SELECTED TEXT>
◆ ◆ ◆ ◆ ◆

2. The binding of claim 1, further comprising a vibration-absorbing pad disposed directly below the base plate.
3. The binding of claim 1, further comprising a front panel attached to the base plate and a back panel attached to the heel loop.
4. The binding of claim 1, wherein the base plate includes at least one elongate slot adapted to mount the base plate at a selectable rotational orientation.
5. The binding of claim 1, wherein the lever mechanism comprises a lever member attached to the heel loop and a cable that engages the lever member and is attached on opposite sides of the base plate such that tension in the cable holds the heel loop in an upright position when the lever mechanism is in the first position.
6. The binding of claim 1, wherein the heel loop is rigid.
7. The binding of claim 1, wherein the front portion of the flexible upper assembly includes a front panel and an instep support.
8. The binding of claim 7, wherein the back portion of the flexible upper assembly further includes a back panel and an ankle support.
9. The binding of claim 8, wherein the flexible upper assembly further includes a toe strap that attaches to opposite sides of the base plate.
10. The binding of claim 8, wherein the front portion of the flexible upper is attached to the base plate with an inner attachment rail and an outer attachment rail.
11. A water sports binding comprising:
a rigid base plate having a toe end, a heel end, and a plurality of attachment apertures therethrough;
a flexible upper assembly comprising a forward portion, a separable rearward portion, and means for attaching the flexible upper assembly to the base plate;
a rigid heel loop pivotably mounted to the base plate, the rigid heel loop movable between an upright position and a rearward position; and
means for locking the rigid heel loop in the upright position.

◆ ◆ ◆ ◆ ◆

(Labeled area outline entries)

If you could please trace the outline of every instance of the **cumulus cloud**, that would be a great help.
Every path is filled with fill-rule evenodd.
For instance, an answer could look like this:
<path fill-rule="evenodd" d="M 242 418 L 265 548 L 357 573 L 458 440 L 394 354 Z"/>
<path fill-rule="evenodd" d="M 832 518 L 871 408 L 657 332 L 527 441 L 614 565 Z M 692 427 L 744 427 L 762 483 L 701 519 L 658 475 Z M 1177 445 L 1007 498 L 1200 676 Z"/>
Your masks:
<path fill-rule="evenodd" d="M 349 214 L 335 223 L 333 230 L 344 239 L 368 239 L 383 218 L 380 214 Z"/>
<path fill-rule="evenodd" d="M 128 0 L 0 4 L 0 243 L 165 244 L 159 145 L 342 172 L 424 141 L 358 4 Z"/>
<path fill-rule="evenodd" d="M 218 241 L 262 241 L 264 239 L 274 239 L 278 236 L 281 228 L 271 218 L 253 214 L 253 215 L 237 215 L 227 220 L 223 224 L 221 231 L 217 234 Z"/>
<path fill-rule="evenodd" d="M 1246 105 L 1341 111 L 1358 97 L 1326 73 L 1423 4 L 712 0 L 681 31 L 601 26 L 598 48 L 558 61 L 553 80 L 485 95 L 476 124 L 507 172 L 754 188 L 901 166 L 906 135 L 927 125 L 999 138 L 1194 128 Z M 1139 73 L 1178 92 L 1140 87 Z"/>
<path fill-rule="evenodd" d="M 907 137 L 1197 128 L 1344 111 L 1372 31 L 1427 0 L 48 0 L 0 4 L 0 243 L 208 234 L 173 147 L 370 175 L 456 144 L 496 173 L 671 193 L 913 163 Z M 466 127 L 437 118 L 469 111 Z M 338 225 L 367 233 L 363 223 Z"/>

◆ ◆ ◆ ◆ ◆

SET TASK> Reproduce the water sports binding claims in full, word for word. The entries have no connection to the water sports binding claims.

TASK OUTPUT>
2. The binding of claim 1, further comprising a vibration-absorbing pad disposed directly below the base plate.
3. The binding of claim 1, further comprising a front panel attached to the base plate and a back panel attached to the heel loop.
4. The binding of claim 1, wherein the base plate includes at least one elongate slot adapted to mount the base plate at a selectable rotational orientation.
5. The binding of claim 1, wherein the lever mechanism comprises a lever member attached to the heel loop and a cable that engages the lever member and is attached on opposite sides of the base plate such that tension in the cable holds the heel loop in an upright position when the lever mechanism is in the first position.
6. The binding of claim 1, wherein the heel loop is rigid.
7. The binding of claim 1, wherein the front portion of the flexible upper assembly includes a front panel and an instep support.
8. The binding of claim 7, wherein the back portion of the flexible upper assembly further includes a back panel and an ankle support.
9. The binding of claim 8, wherein the flexible upper assembly further includes a toe strap that attaches to opposite sides of the base plate.
10. The binding of claim 8, wherein the front portion of the flexible upper is attached to the base plate with an inner attachment rail and an outer attachment rail.
11. A water sports binding comprising:
a rigid base plate having a toe end, a heel end, and a plurality of attachment apertures therethrough;
a flexible upper assembly comprising a forward portion, a separable rearward portion, and means for attaching the flexible upper assembly to the base plate;
a rigid heel loop pivotably mounted to the base plate, the rigid heel loop movable between an upright position and a rearward position; and
means for locking the rigid heel loop in the upright position.